**Task to carry out**
Continue the piece on squatting form, picking up right after its final sentence.

**Text provided**

****************************************

How’ to Perfect Your Squatting And Increase Muscle Size in Your Upper Body…

The Art of...‘SQUATTING’

Squatting is without a doubt the ultimate leg training workout and before we discover the art of squatting, you may or may not know; that this exercise is one of the basic core strength exercises that has a direct benefit on the growth and development of other muscle groups. Let me backup and say that again…‘benefits the growth and development of other muscle groups’.

On the surface this doesn’t make much sense, ‘How’ can doing a squat exercise have an effect on the rest of your bodies muscle groups? Let’s take a moment to discuss this facet of this exercise, because this is such an important, but mostly overlooked part of this training program and can really make or break your progress.

When you train really hard, and squats do just that, a signal is sent to the brain telling it to release (HGH) Human growth hormone’… apart from when you are in deep sleep, this is the only other time the body will do this.

Because the legs are a big group of muscles the signal produced is quite sufficient to release a large volume of ‘HGH’. Plenty to supply the leg muscles and the other muscle groups you trained days before…helping them to repair quicker and increase in their muscle size.

This wouldn’t happen when training say the Biceps, sorry you guys who have gig arms. Working the Biceps wouldn’t produce anything like the strong signal the legs can to release the volume of HGH required to affect other muscle groups.

That’s why the core exercise like squat, bench, and dead-lefts work and should be part of your training routines.

But back too squatting form…

A facet of squatting, aside from setting up, is obtaining or reaching proper depth in the squat. Far too many people either don’t reach the required depth, or go well beyond to do much good, other than to strain the knees and back. In order for the squat to work it’s necessary to get the joint at the top of the femur (where the thigh bone joins the hip) in-line with the knee.

It’s also important to reach full squat under control, slowly, then pause at the bottom of the movement for a moment.  This puts the leg muscles under maximum load. No bouncing at the bottom either, as this puts unnatural stress on the knee, and lower spine, and takes the load off the muscles too…thus defeating the object of the exercise.

****************************************

**Given data**
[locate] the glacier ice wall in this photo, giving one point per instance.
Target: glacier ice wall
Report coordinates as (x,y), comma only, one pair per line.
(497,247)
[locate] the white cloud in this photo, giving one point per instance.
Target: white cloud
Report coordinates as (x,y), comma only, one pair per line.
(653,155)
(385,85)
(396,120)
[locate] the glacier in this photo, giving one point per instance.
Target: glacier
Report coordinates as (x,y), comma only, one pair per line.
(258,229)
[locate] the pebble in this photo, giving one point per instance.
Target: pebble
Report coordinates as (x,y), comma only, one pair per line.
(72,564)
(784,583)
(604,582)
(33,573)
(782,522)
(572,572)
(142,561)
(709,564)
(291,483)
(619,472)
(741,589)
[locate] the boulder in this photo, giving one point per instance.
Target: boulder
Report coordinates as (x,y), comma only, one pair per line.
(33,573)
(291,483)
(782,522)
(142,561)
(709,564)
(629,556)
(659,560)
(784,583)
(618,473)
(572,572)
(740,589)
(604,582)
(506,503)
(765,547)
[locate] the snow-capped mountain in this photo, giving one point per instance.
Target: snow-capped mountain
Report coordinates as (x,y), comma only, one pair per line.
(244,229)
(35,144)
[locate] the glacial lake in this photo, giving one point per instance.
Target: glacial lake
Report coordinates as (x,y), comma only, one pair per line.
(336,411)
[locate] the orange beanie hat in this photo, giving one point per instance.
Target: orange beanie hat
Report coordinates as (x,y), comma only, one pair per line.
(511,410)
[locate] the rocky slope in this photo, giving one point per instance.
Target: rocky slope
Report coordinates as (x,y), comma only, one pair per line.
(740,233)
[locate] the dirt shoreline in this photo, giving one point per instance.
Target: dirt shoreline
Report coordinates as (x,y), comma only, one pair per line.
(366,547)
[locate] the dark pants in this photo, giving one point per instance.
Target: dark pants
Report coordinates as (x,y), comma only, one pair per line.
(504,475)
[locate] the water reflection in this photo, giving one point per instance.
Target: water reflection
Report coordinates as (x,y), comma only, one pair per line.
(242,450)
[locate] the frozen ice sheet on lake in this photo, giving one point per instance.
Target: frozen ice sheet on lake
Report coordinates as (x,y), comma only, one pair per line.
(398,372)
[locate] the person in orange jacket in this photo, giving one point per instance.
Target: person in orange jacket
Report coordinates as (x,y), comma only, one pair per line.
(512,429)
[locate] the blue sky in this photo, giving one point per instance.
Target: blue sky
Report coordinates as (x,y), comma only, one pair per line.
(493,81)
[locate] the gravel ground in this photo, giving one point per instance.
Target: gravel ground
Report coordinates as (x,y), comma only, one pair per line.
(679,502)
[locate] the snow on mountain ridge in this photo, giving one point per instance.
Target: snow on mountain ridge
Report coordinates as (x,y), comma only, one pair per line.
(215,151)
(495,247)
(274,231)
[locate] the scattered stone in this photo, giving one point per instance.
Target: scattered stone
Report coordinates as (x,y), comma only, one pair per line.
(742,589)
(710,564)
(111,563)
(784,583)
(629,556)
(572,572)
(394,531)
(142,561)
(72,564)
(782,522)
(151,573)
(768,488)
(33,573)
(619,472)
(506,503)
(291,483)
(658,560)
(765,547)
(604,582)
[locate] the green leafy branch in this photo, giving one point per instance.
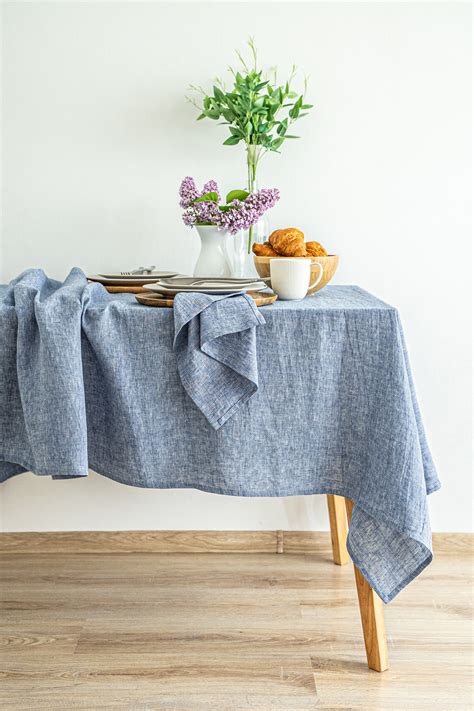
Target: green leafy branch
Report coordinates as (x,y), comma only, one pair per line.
(257,111)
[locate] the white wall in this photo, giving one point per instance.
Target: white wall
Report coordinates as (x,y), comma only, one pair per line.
(97,136)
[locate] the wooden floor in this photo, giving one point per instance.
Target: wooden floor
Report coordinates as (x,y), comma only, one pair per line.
(224,632)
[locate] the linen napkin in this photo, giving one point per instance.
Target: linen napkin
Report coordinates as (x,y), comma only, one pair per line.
(215,347)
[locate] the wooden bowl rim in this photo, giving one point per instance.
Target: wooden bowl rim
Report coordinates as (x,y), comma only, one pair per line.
(281,256)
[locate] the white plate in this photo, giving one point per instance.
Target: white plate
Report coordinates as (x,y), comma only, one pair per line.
(172,291)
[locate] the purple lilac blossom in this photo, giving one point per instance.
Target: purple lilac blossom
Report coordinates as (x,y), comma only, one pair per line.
(249,211)
(211,187)
(187,192)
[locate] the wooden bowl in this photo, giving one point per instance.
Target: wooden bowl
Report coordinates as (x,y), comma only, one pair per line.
(329,265)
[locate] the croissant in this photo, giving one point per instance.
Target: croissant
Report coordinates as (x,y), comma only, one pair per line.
(288,242)
(315,249)
(264,250)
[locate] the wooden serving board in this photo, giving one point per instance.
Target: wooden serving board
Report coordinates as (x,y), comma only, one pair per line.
(126,289)
(153,299)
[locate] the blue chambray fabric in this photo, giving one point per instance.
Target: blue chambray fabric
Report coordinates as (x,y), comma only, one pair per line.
(91,380)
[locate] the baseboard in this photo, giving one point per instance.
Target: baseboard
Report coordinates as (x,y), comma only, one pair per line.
(298,542)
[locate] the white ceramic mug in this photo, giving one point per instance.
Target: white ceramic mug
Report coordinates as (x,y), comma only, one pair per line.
(290,277)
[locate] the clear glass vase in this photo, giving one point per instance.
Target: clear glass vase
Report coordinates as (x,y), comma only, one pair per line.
(239,246)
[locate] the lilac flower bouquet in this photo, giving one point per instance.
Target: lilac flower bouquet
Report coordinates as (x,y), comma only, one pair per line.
(240,211)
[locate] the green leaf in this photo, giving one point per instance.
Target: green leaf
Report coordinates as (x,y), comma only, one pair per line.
(277,143)
(218,93)
(231,141)
(208,197)
(236,195)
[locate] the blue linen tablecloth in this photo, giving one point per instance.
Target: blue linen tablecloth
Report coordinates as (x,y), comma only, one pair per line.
(91,380)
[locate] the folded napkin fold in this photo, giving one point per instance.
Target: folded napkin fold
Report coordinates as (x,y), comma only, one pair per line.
(215,347)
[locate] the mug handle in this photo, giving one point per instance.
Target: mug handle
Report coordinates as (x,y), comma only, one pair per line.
(316,281)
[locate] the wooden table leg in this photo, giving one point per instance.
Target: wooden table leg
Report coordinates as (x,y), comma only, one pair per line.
(372,617)
(338,524)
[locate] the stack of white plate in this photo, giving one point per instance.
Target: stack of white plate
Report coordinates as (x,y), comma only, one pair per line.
(205,285)
(123,279)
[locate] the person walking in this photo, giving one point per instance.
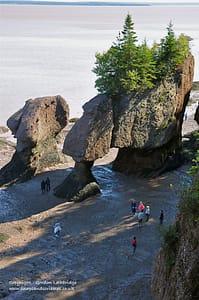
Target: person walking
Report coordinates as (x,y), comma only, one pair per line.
(134,244)
(57,230)
(141,206)
(133,207)
(43,187)
(140,216)
(161,217)
(147,212)
(47,184)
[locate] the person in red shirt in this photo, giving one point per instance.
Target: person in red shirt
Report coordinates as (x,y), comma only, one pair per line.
(134,244)
(141,206)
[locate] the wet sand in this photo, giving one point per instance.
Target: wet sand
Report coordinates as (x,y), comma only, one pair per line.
(94,250)
(50,50)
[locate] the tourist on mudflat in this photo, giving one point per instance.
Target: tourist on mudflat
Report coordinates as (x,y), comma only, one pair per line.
(161,217)
(140,216)
(57,230)
(147,212)
(134,244)
(133,207)
(43,187)
(47,184)
(141,206)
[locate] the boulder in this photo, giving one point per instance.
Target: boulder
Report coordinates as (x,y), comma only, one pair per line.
(36,127)
(146,127)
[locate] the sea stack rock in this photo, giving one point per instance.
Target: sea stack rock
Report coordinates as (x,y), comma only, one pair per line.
(35,127)
(145,127)
(88,140)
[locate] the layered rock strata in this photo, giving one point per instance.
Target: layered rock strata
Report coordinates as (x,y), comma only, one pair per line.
(35,127)
(146,127)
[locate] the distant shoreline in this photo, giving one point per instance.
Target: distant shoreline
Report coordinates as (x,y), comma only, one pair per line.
(93,3)
(77,3)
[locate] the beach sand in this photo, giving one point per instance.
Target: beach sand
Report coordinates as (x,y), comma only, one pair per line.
(50,50)
(94,251)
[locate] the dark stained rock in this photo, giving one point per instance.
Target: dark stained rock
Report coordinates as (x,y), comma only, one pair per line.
(36,127)
(90,137)
(176,267)
(79,184)
(146,127)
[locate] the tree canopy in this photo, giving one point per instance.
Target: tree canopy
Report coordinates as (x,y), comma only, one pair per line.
(128,67)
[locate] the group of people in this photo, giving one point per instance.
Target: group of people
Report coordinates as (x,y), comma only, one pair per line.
(45,185)
(141,210)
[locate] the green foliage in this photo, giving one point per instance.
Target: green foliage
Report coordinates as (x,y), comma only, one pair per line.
(171,52)
(128,67)
(195,86)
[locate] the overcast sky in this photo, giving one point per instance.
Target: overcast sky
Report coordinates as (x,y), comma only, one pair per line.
(129,1)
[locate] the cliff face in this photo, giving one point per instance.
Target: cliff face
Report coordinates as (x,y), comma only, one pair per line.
(36,127)
(146,127)
(176,268)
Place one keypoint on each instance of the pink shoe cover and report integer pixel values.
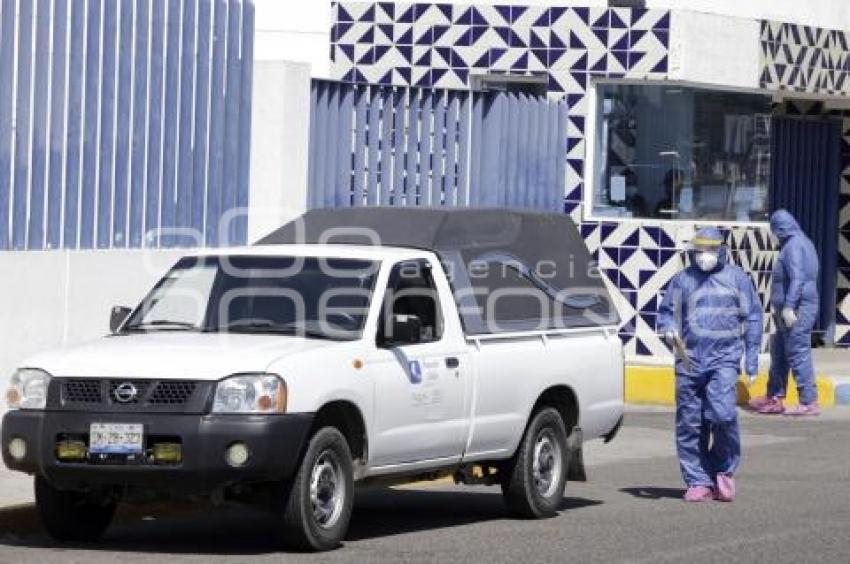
(759, 402)
(773, 407)
(699, 493)
(725, 487)
(803, 410)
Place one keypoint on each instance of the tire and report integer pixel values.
(72, 516)
(318, 524)
(535, 491)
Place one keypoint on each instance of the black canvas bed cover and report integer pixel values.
(509, 270)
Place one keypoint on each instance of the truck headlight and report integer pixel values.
(250, 393)
(28, 389)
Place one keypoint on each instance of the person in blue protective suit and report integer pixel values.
(712, 318)
(794, 298)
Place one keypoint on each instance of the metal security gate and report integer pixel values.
(124, 123)
(399, 146)
(805, 181)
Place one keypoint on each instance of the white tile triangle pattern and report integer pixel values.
(804, 58)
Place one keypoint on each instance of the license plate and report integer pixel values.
(116, 438)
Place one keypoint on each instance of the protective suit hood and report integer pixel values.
(784, 225)
(710, 234)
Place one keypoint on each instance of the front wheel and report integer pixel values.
(321, 495)
(534, 483)
(72, 516)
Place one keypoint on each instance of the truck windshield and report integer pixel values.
(313, 297)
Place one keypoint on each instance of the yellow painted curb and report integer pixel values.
(655, 385)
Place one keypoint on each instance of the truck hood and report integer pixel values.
(172, 355)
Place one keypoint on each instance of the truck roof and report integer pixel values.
(322, 250)
(521, 250)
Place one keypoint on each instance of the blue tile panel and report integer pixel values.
(440, 45)
(803, 58)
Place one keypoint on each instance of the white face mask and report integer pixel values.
(706, 261)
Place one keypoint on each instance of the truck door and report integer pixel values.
(421, 382)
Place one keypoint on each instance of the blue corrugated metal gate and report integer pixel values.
(398, 146)
(124, 123)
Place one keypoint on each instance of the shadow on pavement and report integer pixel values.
(647, 492)
(238, 530)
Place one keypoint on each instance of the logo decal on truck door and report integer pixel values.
(414, 372)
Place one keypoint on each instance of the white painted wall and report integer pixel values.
(280, 134)
(294, 30)
(714, 49)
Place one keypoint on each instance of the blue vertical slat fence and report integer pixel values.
(215, 150)
(91, 113)
(399, 146)
(168, 209)
(76, 56)
(106, 154)
(202, 104)
(120, 118)
(244, 153)
(139, 139)
(804, 180)
(22, 127)
(153, 188)
(231, 125)
(57, 128)
(122, 125)
(7, 76)
(184, 158)
(38, 160)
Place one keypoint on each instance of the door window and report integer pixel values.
(411, 292)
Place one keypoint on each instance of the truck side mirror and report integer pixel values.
(117, 316)
(405, 330)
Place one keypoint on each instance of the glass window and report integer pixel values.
(411, 291)
(309, 296)
(674, 152)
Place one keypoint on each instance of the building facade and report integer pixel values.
(675, 120)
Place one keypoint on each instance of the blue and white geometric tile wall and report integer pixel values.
(804, 58)
(442, 45)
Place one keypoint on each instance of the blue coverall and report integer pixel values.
(795, 286)
(719, 318)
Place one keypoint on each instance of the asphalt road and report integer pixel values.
(793, 506)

****************************************

**Task output**
There are many different ways to train that will help your squat and reach an acceptable depth, which is necessary to develop both strength and size. We will also look at some movements to help strengthen areas that are generally not up to par and some tips that I’ve used in the past, to help those not reaching the required depth or going way below parallel to become competent squatters.

But Before We Begin We Need to Take a Quick Look At ‘Why’ You Should Stretch Before You Start your Squatting… 

As I have mentioned before, weight trainers so often overlook this, and it’s important to understand that flexibility goes hand-in-hand with strength, but research has shown that stretching before training can reduce overall strength, or number of reps possible.

However, and this is the exciting part, it’s been shown that stretching after training is very beneficial and indeed helps reduce muscle breakdown and increases muscle growth.  I will come back to this subject on ‘how’ this works in more detail in future issues, but for now… 

As mentioned you should however, do a light warm-up before training.  This helps prepare the joints, increases blood flow, etc, for your workout.

Let’s take a look at hamstring stretches as an example;

Start by simply placing one leg in front of the other and bend forward. One thing we do differently is not to keep the back erect. A friend of mine, a former dancer, showed me that all you want to do is stretch and not stress. Let the weight of your trunk slowly stretch you out and breathe normally. This won’t allow you to do the splits, but we just want to get loose and put blood into the muscle.

I ask you to keep an open mind and try to stretch lightly before training, and fully stretch after.

Try to think of it like this… ‘Strength ultimately is strength, regardless of where it comes from’.

For more information on stretching please ‘click here’!

Let’s take a look at some other leg exercises that will lead to better and stronger squatting…

Wall Squatting

Let’s begin by talking about ‘wall squats’ and ‘wall squat holds’ first. Why should you bother to do an exercise that requires only body weight, no bar on your back? Well, this movement allows you to squat with total support and just as important, strengthen and warm up those leg muscles to help prevent injuries.

As mentioned, you don’t have a bar across your back; which leaves you free to view a few issues that all squatters deal with at one time or another. Most times, the groin over powers the hips, and the knees cave in. We’ve all had this problem before.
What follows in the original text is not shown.